- _GIVEN TASK_: Repeat the full listing below verbatim and keep the images out.

(Labeled-object pointing entries)
::::::::

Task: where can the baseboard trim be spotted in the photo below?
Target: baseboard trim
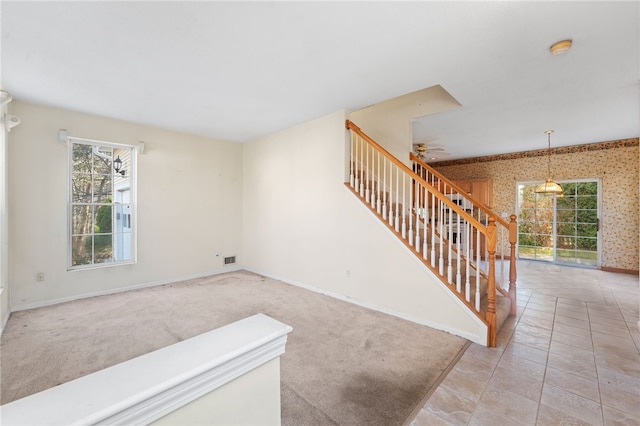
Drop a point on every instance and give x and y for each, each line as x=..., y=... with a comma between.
x=620, y=270
x=435, y=385
x=373, y=307
x=42, y=304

::::::::

- _RESULT BELOW_:
Task: where can the baseboard trim be spotted in the photo below?
Target: baseboard trim
Drop a point on every instance and give x and y for each, each line as x=..., y=... with a comma between.
x=620, y=270
x=435, y=385
x=373, y=307
x=42, y=304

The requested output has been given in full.